● Action item:
Starting at the first line and ending at the last, output the data exactly.

##### Dataset content

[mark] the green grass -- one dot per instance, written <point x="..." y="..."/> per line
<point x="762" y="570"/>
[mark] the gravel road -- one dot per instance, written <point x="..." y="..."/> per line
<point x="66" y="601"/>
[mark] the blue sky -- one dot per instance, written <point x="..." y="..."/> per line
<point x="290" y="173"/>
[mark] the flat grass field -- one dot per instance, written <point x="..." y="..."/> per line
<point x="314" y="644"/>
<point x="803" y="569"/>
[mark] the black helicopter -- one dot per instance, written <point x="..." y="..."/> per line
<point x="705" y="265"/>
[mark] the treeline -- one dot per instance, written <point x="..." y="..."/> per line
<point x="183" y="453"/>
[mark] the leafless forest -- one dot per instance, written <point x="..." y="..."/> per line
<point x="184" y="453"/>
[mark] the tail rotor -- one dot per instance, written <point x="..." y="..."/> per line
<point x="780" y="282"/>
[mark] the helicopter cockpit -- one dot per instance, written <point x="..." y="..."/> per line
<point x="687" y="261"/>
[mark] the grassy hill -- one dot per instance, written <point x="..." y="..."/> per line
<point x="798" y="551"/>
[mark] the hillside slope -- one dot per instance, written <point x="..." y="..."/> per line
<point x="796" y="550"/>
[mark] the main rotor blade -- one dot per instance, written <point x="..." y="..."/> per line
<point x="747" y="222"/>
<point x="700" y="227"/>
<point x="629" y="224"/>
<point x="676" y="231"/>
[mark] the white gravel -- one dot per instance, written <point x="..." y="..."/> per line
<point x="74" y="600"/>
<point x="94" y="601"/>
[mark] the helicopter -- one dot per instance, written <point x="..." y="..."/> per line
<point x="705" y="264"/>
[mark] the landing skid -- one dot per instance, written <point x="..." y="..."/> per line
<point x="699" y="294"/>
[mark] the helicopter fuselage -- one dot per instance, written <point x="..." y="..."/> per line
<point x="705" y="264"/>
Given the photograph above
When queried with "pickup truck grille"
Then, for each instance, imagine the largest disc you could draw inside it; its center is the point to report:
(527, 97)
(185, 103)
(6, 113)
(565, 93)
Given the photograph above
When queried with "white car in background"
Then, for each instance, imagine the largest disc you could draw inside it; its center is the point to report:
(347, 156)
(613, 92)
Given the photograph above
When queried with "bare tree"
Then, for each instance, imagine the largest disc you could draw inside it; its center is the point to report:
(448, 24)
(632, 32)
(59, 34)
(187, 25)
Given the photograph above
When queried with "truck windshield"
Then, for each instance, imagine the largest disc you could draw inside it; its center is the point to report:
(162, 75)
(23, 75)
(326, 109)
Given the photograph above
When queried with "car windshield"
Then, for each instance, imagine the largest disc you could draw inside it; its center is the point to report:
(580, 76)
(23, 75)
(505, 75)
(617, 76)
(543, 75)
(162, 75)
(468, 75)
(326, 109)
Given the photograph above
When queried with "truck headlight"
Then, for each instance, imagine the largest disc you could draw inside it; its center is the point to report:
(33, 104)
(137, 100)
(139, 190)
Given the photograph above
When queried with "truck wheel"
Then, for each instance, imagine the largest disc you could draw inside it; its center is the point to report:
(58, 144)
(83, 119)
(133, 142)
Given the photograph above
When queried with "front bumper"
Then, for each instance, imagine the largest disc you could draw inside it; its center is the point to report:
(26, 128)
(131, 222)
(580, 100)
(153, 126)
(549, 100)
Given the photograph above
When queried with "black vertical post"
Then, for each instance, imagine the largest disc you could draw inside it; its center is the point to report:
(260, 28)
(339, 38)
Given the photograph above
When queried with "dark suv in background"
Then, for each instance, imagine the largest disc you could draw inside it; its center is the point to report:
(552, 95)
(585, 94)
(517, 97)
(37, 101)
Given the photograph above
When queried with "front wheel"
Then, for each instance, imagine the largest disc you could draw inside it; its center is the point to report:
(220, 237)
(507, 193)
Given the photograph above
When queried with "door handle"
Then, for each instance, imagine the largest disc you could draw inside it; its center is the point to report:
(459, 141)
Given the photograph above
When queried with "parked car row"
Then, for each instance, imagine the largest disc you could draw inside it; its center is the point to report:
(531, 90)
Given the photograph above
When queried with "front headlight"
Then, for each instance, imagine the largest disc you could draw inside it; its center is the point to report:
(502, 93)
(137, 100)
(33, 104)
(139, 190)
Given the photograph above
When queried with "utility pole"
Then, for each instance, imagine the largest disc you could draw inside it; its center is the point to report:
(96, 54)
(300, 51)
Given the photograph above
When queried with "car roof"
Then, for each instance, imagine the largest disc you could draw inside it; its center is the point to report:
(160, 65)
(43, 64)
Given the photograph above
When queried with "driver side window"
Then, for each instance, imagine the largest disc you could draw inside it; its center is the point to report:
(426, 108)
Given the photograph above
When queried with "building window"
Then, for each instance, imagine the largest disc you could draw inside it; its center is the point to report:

##########

● Response to the task:
[mark] the green grass -- one dot per instance, written <point x="..." y="..."/> per line
<point x="762" y="570"/>
[mark] the gravel road -- one dot per instance, written <point x="..." y="..."/> per line
<point x="66" y="601"/>
[mark] the blue sky -- one dot per instance, written <point x="..." y="..."/> per line
<point x="290" y="173"/>
[mark] the flat grass field -- one dot per instance, written <point x="..." y="..."/> per line
<point x="314" y="644"/>
<point x="803" y="569"/>
[mark] the black helicopter -- one dot per instance, written <point x="..." y="..."/> per line
<point x="705" y="265"/>
[mark] the treeline -- one dot per instance, written <point x="..." y="..."/> per line
<point x="183" y="453"/>
[mark] the leafless forest -- one dot per instance, written <point x="..." y="..."/> per line
<point x="184" y="453"/>
[mark] the tail rotor -- one dot per instance, written <point x="..." y="..."/> per line
<point x="780" y="282"/>
[mark] the helicopter cockpit -- one dot per instance, written <point x="..." y="..."/> per line
<point x="687" y="261"/>
[mark] the grassy hill -- one dot per instance, written <point x="..." y="..."/> per line
<point x="798" y="551"/>
[mark] the hillside slope -- one dot per instance, written <point x="..." y="..."/> per line
<point x="796" y="550"/>
[mark] the main rotor blade -- one dot per instance, written <point x="..." y="..."/> per line
<point x="747" y="222"/>
<point x="700" y="227"/>
<point x="629" y="224"/>
<point x="676" y="231"/>
[mark] the white gravel -- one dot per instance, written <point x="..." y="..."/> per line
<point x="74" y="600"/>
<point x="94" y="601"/>
[mark] the helicopter -- one dot per instance, written <point x="..." y="..."/> per line
<point x="705" y="264"/>
[mark] the landing skid -- one dot per instance, written <point x="..." y="..."/> per line
<point x="699" y="294"/>
[mark] the helicopter fuselage -- one dot per instance, written <point x="..." y="..."/> per line
<point x="705" y="264"/>
Given the photograph above
When queried with "pickup truck grille"
Then, for each instance, imagine the largest disc you could draw inside it; its center is the point to report:
(527, 97)
(185, 103)
(6, 113)
(565, 93)
Given the photograph above
When queried with "white car in background"
Then, for each instance, imagine the largest disc you could draw inside it; its center is the point to report:
(347, 156)
(613, 92)
Given the photograph above
When queried with "bare tree"
Then, for each instance, imagine the largest disc you could draw inside it; its center is the point to report:
(448, 24)
(632, 32)
(59, 34)
(187, 25)
Given the photograph above
When queried with "truck windshield"
Then, for each instance, imagine the largest disc you could draw inside it; its center is the point to report:
(162, 75)
(23, 75)
(326, 109)
Given the photograph above
When queried with "car windshield"
Then, for each instance, imagine the largest disc you could draw inside it; its center is the point to report:
(580, 76)
(23, 75)
(505, 75)
(617, 76)
(543, 75)
(162, 75)
(468, 75)
(326, 109)
Given the photograph above
When queried with "truck headlight"
Then, for each instance, imagine the largest disc you could draw inside it; its center is the point to report:
(33, 104)
(137, 100)
(139, 190)
Given the photograph above
When queried with "truck wheel"
Then, for each instance, imagine the largest disc you could draw inside it; its center is the point to report:
(58, 144)
(83, 119)
(133, 142)
Given the photograph above
When queried with "front bumper"
Then, for each instance, imagine the largest disc you could draw inside it; its center is the point to report:
(26, 128)
(131, 222)
(580, 100)
(153, 126)
(549, 100)
Given the photograph above
When queried with "black vertical post"
Then, for each instance, imagine the largest disc you could draw inside it; its center is the point to report:
(260, 28)
(339, 38)
Given the photograph above
When queried with "dark suv in background"
Then, for each instance, imagine the largest disc you could draw inside it; its center is the point to report:
(552, 95)
(585, 94)
(517, 97)
(37, 101)
Given the photograph above
When queried with "front wheel"
Then, for each instance, imagine the largest disc you could draw inside it; its center is the point to report:
(220, 237)
(507, 193)
Given the photograph above
When queried with "door handle"
Then, for each instance, imagine the largest disc you could draw inside it; its center is the point to report:
(459, 141)
Given the photograph above
When queried with "parked car row"
Then, for each instance, imagine the largest disc you could draw inside it; its center is the point to report:
(531, 90)
Given the photograph above
When queried with "front headlight"
Then, for each instance, imagine the largest disc you could draw inside it; its center is the point to report:
(502, 93)
(137, 100)
(33, 104)
(139, 190)
Given the photograph above
When queried with "utility pole"
Then, for each instance, imagine the largest disc you could draw inside it; its center is the point to report:
(96, 54)
(300, 51)
Given the photograph above
When queried with "car roof"
Then, for each instance, imagine the largest disc you could draw inside it; its center is the point to report:
(160, 65)
(43, 64)
Given the photograph above
When queried with "driver side window"
Then, for each instance, imagine the largest disc you could draw inside it; its center is the point to report:
(426, 108)
Given the photograph above
When queried with "building window"
Then, for each instance, imagine the largest disc you could draw inside it; its center is the point to report:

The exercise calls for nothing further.